TEXT SEGMENT:
(begin)

Study of sporadic E layers based on GPS radio occultation measurements and digisonde data over the Brazilian region

This work presents new results about sporadic E-layers (Es layers) using GPS (global positioning system) radio occultation (RO) measurements obtained from the FORMOSAT-3/COSMIC satellites and digisonde data. The RO profiles are used to study the Es layer occurrence as well as its intensity of the signal-to-noise ratio (SNR) of the 50 Hz GPS L1 signal. The methodology was applied to identify the Es layer on RO measurements over Cachoeira Paulista, a low-latitude station in the Brazilian region, in which the Es layer development is not driven tidal winds only as it is at middle latitudes. The coincident events were analyzed using the RO technique and ionosonde observations during the year 2014 to 2016. We used the electron density obtained using the blanketing frequency parameter (fbEs) and the Es layer height (h'Es) acquired from the ionograms to validate the satellite measurements. The comparative results show that the Es layer characteristics extracted from the RO measurements are in good agreement with the Es layer parameters from the digisonde.

Keywords. Ionosphere (ionosphere–atmosphere interactions)

1 Introduction

Sporadic layers (Es) are electron density enhancements which appear in the lower ionospheric E region at heights between 90 and 130 km with a typical thickness of less than 5 km. The layers consist mainly of metallic ions (Fe⁺, Mg⁺, Ca⁺ and Na⁺) deposited by meteoric ablation (Whitehead, 1961; Layzer, 1972). The metallic ions have longer lifetimes than the nonmetallic ionized air constituents (O⁺, NO⁺, O₂⁺), which allow the formation of long-lasting sporadic E layers (Kopp, 1997). In the Brazilian low-latitude region, which is under the influence of the South American Magnetic Anomaly, the Es layer occurrence and its characteristics are highly variable is due to their formation mechanism, tidal winds, electric fields or particle precipitation (Batista and Abdu, 1977; Resende et al., 2013). Therefore, they are classified into several types designated by letters (“a”, “l”, “h”, “q”, “s”, “c”) according to their characteristics in the ionograms (Piggot and Rawer, 1972).

(end)

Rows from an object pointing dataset
(begin)

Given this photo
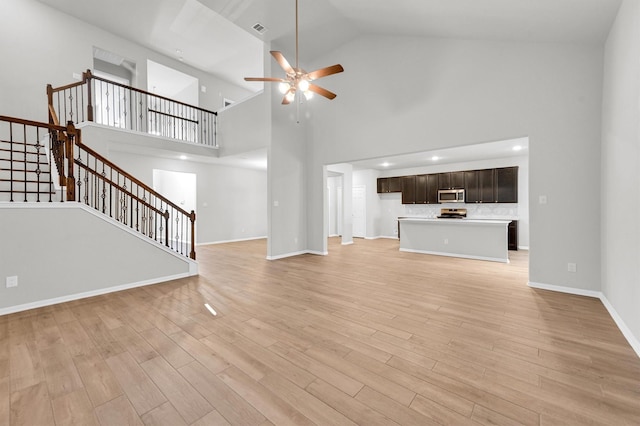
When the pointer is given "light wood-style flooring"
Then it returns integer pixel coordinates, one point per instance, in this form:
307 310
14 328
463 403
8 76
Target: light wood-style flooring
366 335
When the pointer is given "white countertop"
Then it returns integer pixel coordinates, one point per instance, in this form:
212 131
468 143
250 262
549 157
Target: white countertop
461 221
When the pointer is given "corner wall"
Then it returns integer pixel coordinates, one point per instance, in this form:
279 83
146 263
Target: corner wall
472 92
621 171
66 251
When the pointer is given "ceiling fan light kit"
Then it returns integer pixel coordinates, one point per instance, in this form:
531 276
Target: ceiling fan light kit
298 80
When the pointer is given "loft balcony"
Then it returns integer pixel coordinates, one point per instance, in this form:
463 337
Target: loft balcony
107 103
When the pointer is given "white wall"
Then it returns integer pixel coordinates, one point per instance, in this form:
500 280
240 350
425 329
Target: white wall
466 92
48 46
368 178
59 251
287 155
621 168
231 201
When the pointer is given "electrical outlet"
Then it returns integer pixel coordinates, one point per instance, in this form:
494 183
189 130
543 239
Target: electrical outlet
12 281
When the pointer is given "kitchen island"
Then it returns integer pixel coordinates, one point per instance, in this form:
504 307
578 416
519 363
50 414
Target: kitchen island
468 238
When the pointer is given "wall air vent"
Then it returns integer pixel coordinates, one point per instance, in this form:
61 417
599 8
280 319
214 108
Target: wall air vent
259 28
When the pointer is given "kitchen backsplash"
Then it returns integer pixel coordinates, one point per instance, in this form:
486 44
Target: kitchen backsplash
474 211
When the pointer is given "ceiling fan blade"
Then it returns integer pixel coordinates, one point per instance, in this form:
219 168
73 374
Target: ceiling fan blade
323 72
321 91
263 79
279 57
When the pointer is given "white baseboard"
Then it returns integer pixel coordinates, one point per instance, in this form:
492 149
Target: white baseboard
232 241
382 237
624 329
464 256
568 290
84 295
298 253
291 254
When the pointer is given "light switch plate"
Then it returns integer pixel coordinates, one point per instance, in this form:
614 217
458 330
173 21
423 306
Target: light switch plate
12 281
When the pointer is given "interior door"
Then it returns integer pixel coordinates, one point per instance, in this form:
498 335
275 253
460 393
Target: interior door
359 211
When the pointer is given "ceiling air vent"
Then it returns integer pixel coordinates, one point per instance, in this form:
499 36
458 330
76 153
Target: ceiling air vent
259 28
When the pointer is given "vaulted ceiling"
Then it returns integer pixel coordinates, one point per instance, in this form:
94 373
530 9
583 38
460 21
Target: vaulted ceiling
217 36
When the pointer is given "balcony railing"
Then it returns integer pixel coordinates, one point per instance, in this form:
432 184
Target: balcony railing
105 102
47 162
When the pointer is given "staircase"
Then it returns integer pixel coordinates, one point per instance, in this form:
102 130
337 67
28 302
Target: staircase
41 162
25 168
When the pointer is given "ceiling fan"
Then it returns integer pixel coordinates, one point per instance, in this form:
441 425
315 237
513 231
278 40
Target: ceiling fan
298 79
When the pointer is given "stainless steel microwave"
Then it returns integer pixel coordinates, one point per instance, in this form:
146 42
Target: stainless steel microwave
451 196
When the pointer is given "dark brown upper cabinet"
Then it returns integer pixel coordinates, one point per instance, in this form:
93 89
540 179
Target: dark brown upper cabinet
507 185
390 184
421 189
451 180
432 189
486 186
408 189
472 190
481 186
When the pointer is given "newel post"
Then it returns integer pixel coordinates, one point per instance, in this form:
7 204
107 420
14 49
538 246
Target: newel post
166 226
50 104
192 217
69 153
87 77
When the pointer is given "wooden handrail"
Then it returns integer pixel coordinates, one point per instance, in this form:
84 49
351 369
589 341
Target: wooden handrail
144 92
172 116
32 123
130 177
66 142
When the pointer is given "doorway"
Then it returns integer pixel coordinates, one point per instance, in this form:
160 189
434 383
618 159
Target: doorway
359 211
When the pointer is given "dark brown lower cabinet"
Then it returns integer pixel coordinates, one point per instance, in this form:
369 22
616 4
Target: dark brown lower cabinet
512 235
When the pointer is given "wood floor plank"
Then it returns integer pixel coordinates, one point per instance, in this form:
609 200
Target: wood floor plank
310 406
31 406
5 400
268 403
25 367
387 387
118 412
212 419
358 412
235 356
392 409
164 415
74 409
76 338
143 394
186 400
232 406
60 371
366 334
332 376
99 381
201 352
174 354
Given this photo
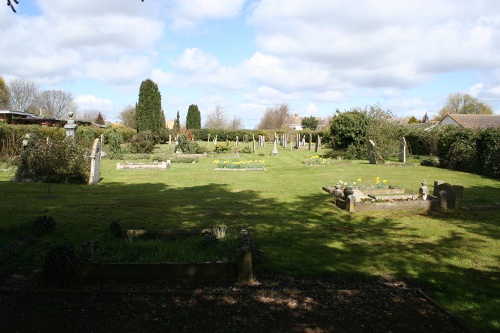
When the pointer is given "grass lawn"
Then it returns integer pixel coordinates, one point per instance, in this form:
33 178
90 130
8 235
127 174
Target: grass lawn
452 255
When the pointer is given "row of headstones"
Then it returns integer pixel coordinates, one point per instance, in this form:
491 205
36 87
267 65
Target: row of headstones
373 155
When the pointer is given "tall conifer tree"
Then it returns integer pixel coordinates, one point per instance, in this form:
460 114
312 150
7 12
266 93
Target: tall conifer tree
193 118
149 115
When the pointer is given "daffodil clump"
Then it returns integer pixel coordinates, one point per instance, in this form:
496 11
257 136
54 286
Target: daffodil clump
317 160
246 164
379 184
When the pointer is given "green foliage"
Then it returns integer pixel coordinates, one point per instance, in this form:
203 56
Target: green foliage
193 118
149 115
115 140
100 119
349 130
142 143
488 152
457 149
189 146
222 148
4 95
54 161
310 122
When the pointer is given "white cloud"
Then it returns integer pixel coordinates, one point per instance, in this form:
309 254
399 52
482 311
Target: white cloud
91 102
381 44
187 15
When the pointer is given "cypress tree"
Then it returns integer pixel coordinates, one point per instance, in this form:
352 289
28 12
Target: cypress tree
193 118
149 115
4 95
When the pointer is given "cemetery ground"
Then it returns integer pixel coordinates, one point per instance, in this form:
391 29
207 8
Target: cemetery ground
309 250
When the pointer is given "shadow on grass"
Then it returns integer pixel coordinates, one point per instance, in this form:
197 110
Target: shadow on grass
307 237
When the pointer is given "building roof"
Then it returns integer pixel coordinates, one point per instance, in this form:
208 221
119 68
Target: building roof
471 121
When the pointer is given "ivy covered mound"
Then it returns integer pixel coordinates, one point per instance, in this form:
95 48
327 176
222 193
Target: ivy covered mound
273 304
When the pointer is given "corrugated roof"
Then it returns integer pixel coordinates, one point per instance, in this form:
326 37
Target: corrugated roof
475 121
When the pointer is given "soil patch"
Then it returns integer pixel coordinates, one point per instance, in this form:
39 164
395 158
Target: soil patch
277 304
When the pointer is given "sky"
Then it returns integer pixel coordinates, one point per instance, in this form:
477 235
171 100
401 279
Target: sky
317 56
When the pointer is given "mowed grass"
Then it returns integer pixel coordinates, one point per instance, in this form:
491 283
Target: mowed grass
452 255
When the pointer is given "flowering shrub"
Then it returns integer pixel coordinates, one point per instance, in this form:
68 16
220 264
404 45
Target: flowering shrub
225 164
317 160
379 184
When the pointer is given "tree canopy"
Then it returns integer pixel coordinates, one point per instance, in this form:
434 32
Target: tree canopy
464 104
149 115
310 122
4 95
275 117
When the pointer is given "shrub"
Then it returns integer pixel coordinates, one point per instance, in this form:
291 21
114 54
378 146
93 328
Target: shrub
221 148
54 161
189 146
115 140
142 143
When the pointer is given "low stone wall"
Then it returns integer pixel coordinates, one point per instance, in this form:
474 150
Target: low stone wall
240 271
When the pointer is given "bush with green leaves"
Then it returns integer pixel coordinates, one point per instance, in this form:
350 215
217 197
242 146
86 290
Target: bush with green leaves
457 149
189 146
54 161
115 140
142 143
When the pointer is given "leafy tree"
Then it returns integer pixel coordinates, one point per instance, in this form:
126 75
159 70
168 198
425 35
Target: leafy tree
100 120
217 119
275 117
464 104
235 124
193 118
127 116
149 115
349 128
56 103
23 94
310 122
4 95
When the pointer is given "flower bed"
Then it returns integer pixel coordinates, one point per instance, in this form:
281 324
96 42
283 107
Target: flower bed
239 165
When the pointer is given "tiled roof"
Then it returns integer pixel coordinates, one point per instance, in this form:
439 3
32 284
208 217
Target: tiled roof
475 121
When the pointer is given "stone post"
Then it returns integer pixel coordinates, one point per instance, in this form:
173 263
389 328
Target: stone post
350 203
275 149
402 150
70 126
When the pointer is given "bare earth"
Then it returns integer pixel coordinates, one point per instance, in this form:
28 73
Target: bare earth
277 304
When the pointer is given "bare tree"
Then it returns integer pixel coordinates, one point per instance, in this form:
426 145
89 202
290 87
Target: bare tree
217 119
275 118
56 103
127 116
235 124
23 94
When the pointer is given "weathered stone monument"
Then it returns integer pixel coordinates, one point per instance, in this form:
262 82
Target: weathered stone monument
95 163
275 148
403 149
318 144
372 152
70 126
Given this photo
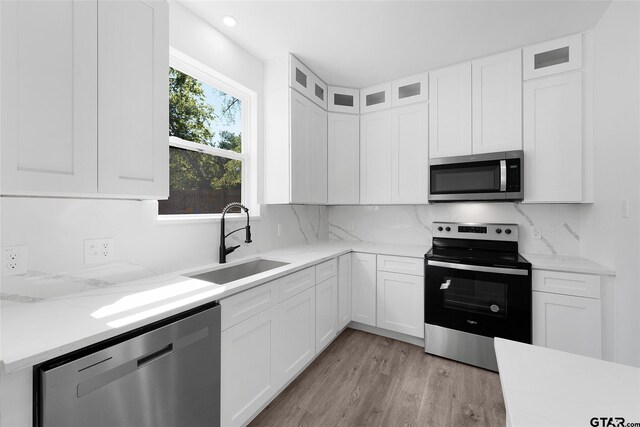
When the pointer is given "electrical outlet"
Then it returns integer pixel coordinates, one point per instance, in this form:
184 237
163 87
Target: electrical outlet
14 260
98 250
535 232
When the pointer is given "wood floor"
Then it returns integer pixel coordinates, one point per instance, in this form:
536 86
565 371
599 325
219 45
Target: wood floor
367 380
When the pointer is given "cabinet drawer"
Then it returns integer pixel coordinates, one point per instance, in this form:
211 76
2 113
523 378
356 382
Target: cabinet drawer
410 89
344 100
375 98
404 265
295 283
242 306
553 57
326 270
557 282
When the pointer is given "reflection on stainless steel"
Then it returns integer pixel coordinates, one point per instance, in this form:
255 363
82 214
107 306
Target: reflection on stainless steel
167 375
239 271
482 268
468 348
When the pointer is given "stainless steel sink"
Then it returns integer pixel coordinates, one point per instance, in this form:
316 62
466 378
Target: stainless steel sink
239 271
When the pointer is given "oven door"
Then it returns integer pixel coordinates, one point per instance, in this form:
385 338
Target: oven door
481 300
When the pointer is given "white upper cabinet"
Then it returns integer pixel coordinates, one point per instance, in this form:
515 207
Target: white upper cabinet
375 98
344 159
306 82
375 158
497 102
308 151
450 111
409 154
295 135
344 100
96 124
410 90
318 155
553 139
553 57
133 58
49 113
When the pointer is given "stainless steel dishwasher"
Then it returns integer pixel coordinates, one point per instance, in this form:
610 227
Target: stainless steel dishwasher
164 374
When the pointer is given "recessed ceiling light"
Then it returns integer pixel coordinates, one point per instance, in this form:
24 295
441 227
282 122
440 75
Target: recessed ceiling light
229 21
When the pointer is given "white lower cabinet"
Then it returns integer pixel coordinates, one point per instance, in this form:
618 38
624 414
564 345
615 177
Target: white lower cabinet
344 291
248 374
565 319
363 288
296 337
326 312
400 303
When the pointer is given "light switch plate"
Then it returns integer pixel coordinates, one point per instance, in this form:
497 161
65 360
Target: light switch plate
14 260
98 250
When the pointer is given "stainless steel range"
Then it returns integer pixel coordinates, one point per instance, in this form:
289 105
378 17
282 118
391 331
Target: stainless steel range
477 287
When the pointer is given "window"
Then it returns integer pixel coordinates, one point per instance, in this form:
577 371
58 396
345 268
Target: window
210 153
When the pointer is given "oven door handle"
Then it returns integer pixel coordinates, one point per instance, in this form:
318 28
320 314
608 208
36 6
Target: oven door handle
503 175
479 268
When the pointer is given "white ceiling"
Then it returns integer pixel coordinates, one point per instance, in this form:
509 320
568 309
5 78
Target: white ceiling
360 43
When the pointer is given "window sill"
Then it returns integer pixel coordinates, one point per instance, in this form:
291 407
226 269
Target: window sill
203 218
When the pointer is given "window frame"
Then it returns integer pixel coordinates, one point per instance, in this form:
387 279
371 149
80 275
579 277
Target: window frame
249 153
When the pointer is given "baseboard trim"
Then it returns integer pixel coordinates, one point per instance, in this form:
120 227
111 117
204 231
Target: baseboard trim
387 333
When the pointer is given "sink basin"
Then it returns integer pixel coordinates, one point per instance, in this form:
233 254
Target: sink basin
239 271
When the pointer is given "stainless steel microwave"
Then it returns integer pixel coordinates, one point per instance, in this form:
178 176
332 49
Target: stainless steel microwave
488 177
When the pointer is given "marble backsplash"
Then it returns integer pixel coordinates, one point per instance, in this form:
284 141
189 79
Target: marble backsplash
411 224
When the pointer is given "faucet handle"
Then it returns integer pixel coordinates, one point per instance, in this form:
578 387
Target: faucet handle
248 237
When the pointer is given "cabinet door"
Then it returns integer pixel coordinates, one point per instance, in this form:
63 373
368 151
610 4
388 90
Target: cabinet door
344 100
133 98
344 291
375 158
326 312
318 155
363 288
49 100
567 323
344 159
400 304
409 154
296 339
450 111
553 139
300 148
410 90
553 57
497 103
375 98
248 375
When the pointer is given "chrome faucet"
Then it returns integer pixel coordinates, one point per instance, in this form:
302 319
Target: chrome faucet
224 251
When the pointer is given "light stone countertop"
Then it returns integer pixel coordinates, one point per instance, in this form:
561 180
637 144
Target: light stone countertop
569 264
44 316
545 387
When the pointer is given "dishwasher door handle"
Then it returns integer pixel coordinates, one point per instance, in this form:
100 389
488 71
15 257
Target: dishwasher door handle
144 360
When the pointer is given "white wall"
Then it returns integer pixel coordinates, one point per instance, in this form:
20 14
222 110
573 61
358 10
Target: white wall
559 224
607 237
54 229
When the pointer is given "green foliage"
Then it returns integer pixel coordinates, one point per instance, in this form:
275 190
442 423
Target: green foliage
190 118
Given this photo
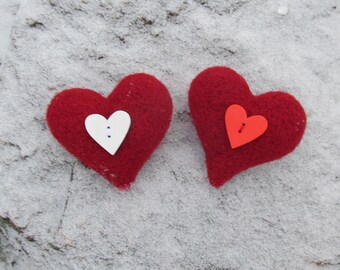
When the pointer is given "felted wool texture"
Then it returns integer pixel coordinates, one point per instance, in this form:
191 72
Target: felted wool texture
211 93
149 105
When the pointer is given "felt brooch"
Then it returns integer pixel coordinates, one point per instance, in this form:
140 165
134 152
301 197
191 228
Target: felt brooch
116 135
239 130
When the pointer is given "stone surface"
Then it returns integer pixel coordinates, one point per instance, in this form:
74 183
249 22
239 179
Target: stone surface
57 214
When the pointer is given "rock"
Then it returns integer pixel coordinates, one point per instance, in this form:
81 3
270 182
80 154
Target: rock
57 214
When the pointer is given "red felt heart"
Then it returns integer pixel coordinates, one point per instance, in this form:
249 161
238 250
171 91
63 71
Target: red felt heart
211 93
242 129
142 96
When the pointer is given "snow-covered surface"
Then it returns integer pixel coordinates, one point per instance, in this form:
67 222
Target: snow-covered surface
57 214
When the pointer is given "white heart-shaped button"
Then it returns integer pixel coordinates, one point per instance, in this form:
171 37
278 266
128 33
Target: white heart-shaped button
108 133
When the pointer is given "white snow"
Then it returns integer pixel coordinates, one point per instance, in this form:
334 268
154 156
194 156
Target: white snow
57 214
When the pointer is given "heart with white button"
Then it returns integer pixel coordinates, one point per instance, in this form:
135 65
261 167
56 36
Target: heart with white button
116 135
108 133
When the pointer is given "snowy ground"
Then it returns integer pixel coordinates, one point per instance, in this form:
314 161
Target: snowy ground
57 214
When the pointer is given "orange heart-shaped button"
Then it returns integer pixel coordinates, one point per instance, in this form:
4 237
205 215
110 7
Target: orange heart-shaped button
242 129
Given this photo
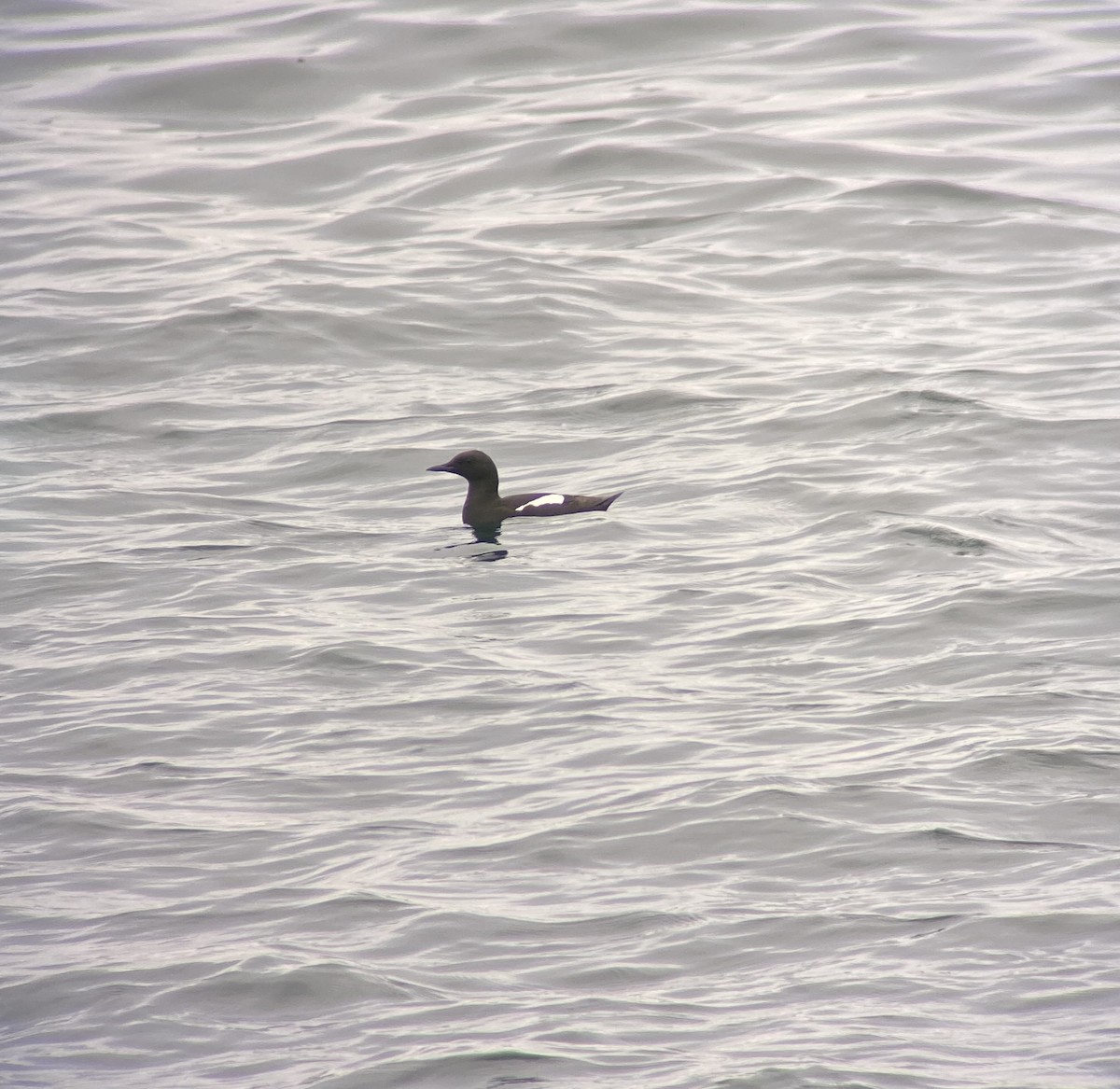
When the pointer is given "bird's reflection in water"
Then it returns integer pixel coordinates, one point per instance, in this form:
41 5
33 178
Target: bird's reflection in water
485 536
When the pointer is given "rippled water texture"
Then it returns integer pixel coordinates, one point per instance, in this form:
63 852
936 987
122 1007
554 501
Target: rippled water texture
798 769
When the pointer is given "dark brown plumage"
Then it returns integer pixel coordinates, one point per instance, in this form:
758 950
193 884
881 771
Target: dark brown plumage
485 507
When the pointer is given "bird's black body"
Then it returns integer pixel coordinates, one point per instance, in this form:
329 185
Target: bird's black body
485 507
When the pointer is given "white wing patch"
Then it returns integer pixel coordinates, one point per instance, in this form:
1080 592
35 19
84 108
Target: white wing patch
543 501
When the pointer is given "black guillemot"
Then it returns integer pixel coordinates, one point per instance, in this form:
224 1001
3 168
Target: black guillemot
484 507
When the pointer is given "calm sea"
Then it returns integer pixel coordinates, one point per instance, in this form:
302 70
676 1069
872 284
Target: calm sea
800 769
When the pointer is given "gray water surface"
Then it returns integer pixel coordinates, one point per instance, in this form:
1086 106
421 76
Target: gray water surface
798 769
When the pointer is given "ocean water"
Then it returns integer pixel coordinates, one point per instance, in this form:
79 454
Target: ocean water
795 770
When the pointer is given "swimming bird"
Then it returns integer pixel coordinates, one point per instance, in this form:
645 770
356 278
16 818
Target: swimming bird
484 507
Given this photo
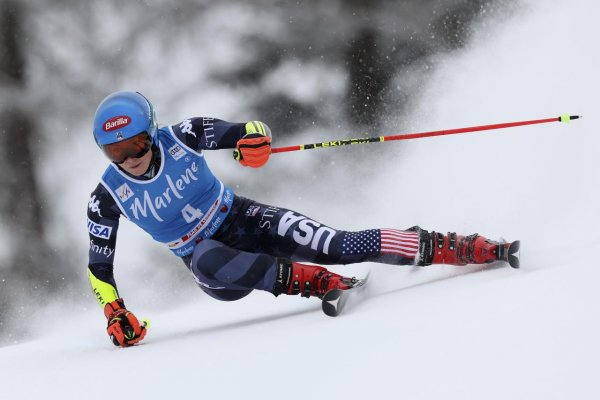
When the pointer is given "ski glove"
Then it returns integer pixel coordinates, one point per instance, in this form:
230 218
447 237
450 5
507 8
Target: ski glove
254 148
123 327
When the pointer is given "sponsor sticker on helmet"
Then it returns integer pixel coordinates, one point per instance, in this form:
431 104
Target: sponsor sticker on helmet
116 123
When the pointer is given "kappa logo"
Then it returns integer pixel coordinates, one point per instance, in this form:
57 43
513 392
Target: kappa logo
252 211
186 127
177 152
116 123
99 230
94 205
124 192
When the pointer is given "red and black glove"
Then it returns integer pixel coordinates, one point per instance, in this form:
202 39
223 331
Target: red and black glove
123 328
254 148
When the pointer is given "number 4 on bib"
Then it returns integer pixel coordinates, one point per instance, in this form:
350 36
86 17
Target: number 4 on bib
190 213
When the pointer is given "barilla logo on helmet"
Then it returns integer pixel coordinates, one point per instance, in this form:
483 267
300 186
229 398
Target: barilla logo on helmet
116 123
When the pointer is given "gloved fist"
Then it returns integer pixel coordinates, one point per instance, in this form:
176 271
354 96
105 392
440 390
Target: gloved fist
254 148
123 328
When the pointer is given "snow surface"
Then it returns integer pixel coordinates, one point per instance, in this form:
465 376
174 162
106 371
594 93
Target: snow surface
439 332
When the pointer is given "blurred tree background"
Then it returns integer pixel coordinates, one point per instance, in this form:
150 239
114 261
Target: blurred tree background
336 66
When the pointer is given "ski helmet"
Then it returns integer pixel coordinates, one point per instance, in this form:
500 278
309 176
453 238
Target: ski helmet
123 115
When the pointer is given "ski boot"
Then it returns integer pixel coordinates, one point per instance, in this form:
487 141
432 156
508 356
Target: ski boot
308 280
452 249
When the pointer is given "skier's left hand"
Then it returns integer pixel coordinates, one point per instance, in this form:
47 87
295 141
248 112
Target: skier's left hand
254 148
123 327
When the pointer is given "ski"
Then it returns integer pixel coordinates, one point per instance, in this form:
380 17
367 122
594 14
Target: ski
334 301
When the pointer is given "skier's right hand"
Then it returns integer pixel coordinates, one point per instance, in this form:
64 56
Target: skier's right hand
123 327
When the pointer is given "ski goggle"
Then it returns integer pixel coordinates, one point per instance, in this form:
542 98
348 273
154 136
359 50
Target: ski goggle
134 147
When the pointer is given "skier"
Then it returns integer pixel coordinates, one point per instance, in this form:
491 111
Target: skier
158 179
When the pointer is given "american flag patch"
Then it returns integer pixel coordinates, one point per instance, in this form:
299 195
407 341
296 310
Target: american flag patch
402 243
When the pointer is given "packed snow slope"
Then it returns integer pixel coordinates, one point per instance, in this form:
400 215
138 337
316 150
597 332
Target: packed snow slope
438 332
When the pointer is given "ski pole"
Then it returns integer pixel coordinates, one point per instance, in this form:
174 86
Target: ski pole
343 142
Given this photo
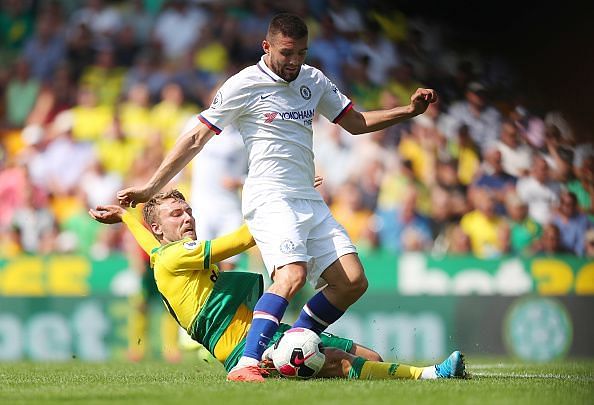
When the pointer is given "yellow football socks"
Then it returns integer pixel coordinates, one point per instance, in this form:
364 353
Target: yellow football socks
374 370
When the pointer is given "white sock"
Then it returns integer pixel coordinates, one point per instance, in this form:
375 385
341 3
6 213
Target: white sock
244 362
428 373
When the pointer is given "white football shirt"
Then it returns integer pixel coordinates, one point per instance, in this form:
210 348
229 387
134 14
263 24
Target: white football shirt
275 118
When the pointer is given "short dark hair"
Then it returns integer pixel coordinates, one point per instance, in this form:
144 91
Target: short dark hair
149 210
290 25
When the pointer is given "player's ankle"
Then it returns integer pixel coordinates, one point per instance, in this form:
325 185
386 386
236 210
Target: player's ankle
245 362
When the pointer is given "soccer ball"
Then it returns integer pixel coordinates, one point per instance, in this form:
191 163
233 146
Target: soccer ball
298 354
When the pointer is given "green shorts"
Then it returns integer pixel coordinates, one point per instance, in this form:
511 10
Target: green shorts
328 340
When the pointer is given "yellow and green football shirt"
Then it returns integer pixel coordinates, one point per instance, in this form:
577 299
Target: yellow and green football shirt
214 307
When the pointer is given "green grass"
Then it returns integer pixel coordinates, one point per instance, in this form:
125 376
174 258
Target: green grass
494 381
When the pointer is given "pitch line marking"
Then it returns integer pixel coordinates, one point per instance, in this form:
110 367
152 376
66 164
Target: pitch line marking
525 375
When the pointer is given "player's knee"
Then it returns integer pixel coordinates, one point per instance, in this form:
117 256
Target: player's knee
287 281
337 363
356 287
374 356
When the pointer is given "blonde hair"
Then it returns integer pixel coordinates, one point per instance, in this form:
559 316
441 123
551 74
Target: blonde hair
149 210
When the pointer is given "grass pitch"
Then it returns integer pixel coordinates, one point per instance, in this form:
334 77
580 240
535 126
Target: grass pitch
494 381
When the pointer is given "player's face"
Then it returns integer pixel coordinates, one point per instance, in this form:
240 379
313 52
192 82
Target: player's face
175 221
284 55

(end)

WHAT IS REQUIRED: Write the next portion of the text on sporadic E layers over the Brazilian region, beginning immediately after its final sentence. The material originates from a separate source.

THE ANSWER:
At middle latitudes, the well-accepted theory for Es layer formation is the wind shear process. According to this theory, Es layers consist mainly of metallic ions that are merged into thin sheets by vertical shears in the zonal wind with moderate inclination of magnetic field lines (Axford, 1963; Haldoupis, 2011). The largest wind shears are produced by atmospheric tides, mainly by diurnal and semidiurnal components (Pancheva et al., 2003; Arras et al., 2009). At low latitudes, although the electric field has influence in the Es layer formation (Dagar et al., 1977; Abdu et al., 2003, 2014; Carrasco et al., 2007), the wind shear mechanism produces Es layers around 100–130 km high. In fact, the Es layer in the Brazilian sector has similar features to the Es layer at middle latitudes, such as the downward movement following the tidal phases, which is observed in both ionograms and simulation results. Resende et al. (2017a, b) verified from sporadic E formation simulations that the diurnal tide provides the most effective wind shears in the Es layer formation process at low latitudes. This agrees with the results in Pancheva et al. (2003), in which the authors demonstrated that the largest amplitudes of semidiurnal tide are found at middle and high latitudes, whereas the diurnal tide is dominating the wind field at low latitudes.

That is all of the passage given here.